Hi Maverick,

Okay, I wrote "Your new version of the PROFILER is just great!" because I knew it?s going to be when you release it ;)

Actually I meant the FASM conversion, I had onli seen the MASM translation by (can?t remember his name, something with 575 i think), and this worked better.

So now I have been fixing my sloppy profiler of your?s exact PROFILEr and now it works:

1) Now imports TerminateProcess;

2) Its a whole .flat section, so that it can write, read and execute code;

3) a bug: mov eax,startupinfo.size fixed;

4) Handles properly the DWtoString

But I can?t make ALIGN macro work.
I have tryed:
1) Privalov's macro;

2)Mavericks's extended (with offset) macro;

3) A few ones made up (of which you can probably see an example in the sources, I like a lot the 'tonto' version ;)

but don?t know what it happens.
The program works:
1) It let's you select a routine to profile;
2) It runs it and gives a message box with the number of cycle it took

The results are not consistent, but because we have to subtract the epilogue yet.

Then with some proggys it gives problems, dunno why. For example with Tomasz's template for Windows it hangs after giving the cycles.

So, if you do, use it at your own risk.

==========

**Work to complete**
1 > In the profiler post, what happens when the program runs with Tomasz's template for Windows?
2 > Pick up the profiler post after its final sentence and continue it.

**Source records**
==========

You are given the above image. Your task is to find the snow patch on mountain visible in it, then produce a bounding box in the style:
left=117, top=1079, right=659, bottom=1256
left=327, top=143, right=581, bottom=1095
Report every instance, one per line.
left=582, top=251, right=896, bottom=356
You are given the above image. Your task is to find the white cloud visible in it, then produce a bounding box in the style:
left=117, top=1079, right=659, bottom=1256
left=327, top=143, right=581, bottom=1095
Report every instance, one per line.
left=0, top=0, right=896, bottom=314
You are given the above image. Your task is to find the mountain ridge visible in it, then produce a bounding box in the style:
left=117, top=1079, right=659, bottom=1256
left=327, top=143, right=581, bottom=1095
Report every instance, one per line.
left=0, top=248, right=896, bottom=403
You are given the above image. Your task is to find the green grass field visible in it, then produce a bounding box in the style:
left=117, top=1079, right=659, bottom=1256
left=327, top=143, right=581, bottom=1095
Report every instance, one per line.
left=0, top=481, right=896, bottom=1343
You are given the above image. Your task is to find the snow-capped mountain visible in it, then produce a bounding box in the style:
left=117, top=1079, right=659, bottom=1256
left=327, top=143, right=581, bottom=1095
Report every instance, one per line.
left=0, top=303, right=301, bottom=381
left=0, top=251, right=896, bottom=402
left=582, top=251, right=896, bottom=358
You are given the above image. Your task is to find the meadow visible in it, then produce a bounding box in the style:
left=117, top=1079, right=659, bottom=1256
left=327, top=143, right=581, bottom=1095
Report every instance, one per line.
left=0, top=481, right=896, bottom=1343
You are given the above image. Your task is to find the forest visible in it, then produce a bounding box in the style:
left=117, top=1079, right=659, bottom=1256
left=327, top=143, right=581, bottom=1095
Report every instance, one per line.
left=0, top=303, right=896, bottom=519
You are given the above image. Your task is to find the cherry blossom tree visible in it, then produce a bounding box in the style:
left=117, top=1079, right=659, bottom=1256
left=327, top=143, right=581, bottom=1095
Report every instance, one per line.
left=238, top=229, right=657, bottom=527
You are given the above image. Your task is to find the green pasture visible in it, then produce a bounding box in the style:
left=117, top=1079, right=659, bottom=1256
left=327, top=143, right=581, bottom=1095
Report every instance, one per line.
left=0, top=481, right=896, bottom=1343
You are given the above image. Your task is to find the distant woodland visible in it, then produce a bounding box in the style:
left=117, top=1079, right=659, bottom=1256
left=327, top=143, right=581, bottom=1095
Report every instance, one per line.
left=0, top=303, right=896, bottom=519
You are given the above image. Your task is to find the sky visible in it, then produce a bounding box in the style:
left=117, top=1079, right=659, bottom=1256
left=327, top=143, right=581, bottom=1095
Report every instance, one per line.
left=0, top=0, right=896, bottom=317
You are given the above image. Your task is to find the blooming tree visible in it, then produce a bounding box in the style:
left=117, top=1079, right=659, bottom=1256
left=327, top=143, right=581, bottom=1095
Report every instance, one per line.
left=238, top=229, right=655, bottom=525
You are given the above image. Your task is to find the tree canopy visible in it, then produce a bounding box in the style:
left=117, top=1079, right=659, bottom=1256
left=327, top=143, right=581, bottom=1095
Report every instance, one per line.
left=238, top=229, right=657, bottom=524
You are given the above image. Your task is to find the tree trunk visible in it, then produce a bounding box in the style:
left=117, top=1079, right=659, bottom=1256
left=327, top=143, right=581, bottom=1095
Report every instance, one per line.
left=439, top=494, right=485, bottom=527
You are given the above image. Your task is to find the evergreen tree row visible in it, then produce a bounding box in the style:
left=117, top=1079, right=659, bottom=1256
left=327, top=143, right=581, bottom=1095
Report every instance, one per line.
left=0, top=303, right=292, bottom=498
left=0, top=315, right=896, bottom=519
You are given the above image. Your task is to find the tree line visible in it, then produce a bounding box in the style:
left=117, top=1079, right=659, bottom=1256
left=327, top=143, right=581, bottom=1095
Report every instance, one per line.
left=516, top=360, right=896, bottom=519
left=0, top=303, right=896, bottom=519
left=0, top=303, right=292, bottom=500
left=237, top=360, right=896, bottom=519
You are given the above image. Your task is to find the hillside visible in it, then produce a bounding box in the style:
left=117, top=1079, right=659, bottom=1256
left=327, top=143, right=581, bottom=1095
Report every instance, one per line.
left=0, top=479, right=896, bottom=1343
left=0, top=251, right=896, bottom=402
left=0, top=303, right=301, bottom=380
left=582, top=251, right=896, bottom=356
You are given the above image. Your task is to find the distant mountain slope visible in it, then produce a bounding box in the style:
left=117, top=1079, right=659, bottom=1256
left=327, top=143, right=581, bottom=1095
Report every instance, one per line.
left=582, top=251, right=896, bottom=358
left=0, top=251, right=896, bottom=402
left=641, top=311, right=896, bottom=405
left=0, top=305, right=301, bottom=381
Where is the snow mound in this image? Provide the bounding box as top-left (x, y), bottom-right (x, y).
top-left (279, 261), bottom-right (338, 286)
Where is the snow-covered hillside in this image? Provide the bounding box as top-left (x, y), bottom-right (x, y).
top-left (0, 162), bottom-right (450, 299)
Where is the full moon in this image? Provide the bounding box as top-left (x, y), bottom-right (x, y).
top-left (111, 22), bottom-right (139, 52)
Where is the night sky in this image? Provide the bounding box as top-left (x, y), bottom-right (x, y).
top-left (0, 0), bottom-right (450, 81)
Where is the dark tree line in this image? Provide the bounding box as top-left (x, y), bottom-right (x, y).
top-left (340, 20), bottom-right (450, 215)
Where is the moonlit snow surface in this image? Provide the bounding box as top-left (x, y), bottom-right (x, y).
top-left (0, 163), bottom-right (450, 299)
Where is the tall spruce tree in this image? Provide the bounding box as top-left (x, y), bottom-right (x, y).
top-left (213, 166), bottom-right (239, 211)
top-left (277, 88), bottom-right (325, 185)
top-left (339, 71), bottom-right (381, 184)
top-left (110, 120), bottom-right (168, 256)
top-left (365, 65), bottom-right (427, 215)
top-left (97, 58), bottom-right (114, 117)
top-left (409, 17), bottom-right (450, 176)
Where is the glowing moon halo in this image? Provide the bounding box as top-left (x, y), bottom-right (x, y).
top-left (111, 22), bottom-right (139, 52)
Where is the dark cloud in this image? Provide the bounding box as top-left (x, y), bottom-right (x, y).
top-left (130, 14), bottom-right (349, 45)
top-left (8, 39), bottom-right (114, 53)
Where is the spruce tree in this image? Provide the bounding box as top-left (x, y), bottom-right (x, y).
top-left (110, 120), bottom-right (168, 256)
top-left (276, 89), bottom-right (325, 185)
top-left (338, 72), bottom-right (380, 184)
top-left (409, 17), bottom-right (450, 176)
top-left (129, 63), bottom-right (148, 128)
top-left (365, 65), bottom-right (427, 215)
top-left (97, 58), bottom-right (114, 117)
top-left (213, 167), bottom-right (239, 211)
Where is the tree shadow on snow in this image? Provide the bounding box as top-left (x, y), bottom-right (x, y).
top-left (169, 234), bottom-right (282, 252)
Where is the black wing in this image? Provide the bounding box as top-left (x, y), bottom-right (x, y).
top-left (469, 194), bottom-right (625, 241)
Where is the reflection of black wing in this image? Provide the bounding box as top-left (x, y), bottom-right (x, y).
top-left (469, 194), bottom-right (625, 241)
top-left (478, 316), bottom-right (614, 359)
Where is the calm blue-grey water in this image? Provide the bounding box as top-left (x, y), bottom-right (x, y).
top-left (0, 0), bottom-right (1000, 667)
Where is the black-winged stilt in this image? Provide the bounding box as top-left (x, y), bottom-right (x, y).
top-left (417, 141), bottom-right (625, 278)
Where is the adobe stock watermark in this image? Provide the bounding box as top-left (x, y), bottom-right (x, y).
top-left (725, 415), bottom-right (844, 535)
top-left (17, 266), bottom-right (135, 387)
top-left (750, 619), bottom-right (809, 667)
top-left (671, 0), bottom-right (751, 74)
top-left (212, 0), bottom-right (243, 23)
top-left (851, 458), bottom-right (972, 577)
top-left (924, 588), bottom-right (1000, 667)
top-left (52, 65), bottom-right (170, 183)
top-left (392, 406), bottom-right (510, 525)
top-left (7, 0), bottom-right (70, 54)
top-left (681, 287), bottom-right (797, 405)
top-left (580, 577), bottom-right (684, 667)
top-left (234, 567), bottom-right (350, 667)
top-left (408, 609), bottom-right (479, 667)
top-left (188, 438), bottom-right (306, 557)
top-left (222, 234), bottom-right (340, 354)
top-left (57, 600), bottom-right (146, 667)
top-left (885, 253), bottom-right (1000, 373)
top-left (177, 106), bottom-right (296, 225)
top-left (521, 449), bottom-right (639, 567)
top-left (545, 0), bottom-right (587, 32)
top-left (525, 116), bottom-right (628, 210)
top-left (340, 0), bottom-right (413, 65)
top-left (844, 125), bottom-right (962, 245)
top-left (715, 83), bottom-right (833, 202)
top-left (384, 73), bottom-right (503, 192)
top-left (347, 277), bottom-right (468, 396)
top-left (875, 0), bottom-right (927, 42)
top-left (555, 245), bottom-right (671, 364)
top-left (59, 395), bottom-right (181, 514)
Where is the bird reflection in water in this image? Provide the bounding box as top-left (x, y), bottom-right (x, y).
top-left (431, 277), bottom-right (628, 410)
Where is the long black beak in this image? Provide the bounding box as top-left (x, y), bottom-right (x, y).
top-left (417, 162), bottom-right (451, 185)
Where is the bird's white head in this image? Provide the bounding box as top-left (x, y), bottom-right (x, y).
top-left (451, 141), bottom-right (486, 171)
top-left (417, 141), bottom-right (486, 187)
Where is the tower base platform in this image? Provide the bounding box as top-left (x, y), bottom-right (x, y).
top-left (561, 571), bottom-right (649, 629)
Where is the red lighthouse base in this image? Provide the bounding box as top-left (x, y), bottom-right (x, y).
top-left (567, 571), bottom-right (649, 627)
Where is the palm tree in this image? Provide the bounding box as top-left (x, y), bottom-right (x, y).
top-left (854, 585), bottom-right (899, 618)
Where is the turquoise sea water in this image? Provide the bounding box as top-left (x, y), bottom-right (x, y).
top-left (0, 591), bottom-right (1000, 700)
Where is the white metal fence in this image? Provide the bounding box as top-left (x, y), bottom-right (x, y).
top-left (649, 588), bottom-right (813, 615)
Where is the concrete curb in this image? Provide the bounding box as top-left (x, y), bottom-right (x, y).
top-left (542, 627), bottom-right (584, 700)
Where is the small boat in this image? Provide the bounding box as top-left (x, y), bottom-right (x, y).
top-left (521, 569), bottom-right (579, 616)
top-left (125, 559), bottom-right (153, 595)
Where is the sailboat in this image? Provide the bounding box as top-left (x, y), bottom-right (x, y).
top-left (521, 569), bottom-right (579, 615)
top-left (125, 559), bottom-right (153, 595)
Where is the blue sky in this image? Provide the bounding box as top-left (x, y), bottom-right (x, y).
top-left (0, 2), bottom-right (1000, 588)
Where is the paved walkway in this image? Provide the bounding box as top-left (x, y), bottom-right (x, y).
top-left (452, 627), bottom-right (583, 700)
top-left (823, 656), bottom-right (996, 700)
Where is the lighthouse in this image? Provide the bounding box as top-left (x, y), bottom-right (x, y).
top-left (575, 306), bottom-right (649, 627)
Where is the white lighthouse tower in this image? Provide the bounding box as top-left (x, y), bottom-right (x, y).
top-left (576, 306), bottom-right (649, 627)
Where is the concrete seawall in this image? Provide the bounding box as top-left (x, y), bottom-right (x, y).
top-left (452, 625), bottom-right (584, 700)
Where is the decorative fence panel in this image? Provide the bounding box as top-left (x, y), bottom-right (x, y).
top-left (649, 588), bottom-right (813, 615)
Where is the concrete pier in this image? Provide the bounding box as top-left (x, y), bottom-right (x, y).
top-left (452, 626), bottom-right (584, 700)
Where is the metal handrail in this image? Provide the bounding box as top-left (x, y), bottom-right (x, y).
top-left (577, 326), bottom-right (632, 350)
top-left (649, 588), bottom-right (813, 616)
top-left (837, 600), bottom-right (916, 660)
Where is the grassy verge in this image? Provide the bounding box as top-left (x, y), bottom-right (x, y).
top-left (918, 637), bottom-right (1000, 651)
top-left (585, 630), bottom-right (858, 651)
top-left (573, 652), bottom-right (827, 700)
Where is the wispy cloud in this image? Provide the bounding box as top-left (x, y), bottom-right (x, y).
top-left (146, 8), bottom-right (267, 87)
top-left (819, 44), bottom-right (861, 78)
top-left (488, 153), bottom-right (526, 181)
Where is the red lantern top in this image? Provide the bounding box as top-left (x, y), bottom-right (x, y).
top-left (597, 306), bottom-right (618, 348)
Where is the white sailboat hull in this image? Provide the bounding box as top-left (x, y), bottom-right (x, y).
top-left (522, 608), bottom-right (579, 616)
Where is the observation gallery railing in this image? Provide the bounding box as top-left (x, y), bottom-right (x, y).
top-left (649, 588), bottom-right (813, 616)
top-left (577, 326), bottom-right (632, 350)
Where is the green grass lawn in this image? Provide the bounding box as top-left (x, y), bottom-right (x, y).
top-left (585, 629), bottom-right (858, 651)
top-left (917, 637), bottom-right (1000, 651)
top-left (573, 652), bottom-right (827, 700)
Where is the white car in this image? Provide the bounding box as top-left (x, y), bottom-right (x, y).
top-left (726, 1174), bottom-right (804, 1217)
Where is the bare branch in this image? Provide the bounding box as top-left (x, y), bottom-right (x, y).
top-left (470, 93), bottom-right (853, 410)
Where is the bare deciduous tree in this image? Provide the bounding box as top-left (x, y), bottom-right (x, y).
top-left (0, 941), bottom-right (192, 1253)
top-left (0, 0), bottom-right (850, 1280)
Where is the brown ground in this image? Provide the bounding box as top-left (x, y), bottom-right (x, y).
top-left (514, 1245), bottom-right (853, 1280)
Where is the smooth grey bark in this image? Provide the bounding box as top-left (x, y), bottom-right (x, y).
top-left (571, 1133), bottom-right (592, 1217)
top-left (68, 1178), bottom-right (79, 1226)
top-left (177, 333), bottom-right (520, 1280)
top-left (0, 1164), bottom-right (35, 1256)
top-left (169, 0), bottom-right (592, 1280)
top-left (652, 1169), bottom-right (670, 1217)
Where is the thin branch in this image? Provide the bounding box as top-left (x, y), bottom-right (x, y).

==========

**Answers per task**
1 > It hangs after giving the cycles.

2 >
You know "sloppy inside" ;)

If you dare, download it here, in two versions, different ways, but I think they become one same executable.

(Btw, what an incredible mixture: Maverick's precise perfectionism & my ******* <---thanks for editing code.
Hope you don?t mind Fabio,still amigos? Yours gonna be so good that when I see it I'll stop playing ;)
Posted on 2002-08-20 12:23:03 by slop
Hi sloppy,
From a look at your source, it looks like you're profiling a subroutine (at label Address) which contains calls to CreateProcess, and others.

Since PROFILE calls multiple times the routine to be profiled, you're gonna create many processes. Moreover, Win32 API functions execution time is *very* unconstant, while PROFILE requires that for each time it calls the function to be tested it to behave exactly the same way (and take the same amount of time). This is necessary because the first time PROFILE calls the function to be tested, that one will likely not even be in the L2/L1 cache, so it's not a specific need of PROFILE, but rather something that the user will appreciate.

I suggest you to load just once the routine to be tested, set everything up (CreateProcess, etc..), then PROFILE the routine (remember it will be called several times and it has to behave exactly the same way all those times), then do the clean up outside of the routine to be tested.
Posted on 2002-08-21 05:48:36 by Maverick
Hi Maverick,

Incredibly as it may seem, it works.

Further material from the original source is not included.